This algorithm presents our most straightforward effort to port LTQueue [12] to distributed context. The main challenge is that LTQueue uses LL/SC as the universal atomic instruction and also an ABA solution, but LL/SC is not available in distributed programming environments. We have to replace any usage of LL/SC in the original LTQueue algorithm. We use compare-and-swap and the well-known monotonic time-stamp scheme to guard against ABA problem.

#### 4.2.1 Overview

The structure of our dLTQueue is shown as in Figure 19.

We differentiate between 2 types of nodes: *enqueuer nodes* (represented as the rectangular boxes at the bottom of Figure 19) and normal *tree nodes* (represented as the circular boxes in Figure 19).

Each enqueuer node corresponds to an enqueuer. Each time the local SPSC is enqueued with a value, the enqueuer timestamps the value using a distributed counter shared by all enqueuers. An enqueuer node stores the SPSC local to the corresponding enqueuer and a min\_timestamp value which is the minimum timestamp inside the local SPSC.
-*-
» Tasks to complete:
• a. List every atomic instruction or scheme that the dLTQueue passage names for performing atomic updates or for guarding against the ABA problem.
• b. Extend the dLTQueue description past its last sentence.

» Material provided:
-*-
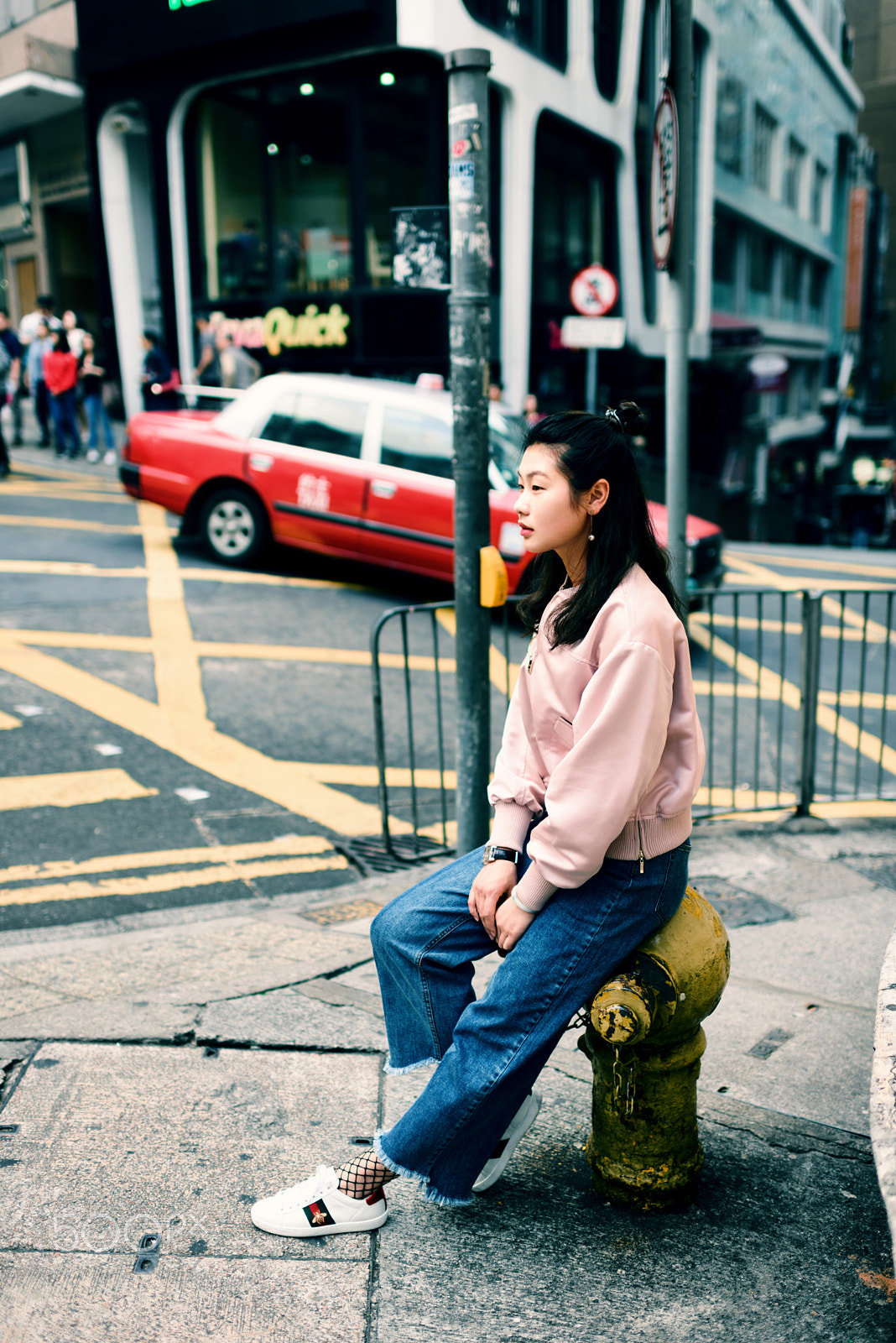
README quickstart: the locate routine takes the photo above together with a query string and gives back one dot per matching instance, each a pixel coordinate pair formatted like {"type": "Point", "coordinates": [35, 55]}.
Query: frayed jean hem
-*-
» Results of the tasks:
• a. LL/SC, compare-and-swap, and the monotonic time-stamp scheme.

• b.
Each tree node stores the rank of an enqueuer process. This rank corresponds to the enqueuer node with the minimum timestamp among the node's children's ranks. The tree node that is attached to an enqueuer node is called a *leaf node*, otherwise, it is called an *internal node*.

Note that if a local SPSC is empty, the min\_timestamp variable of the corresponding enqueuer node is set to MAX\_TIMESTAMP and the corresponding leaf node's rank is set to DUMMY RANK.



Figure 19: dLTQueue's structure.

#### Placement-wise:

- The enqueuer nodes are hosted at the corresponding enqueuer.
- All the tree nodes are hosted at the dequeuer.
- The distributed counter, which the enqueuers use to timestamp their enqueued value, is hosted at the dequeuer.

#### 4.2.2 Data structure

Below is the types utilized in dLTQueue.

# **Types**

data\_t = The type of the data to be stored.

spsc\_t = The type of the SPSC, this is assumed to be the distributed SPSC in Section 4.1.

rank\_t = The type of the rank of an enqueuer process tagged with a unique timestamp (version) to avoid ABA problem.

# 

end

timestamp\_t = The type of the timestamp tagged with a unique timestamp (version) to avoid ABA problem.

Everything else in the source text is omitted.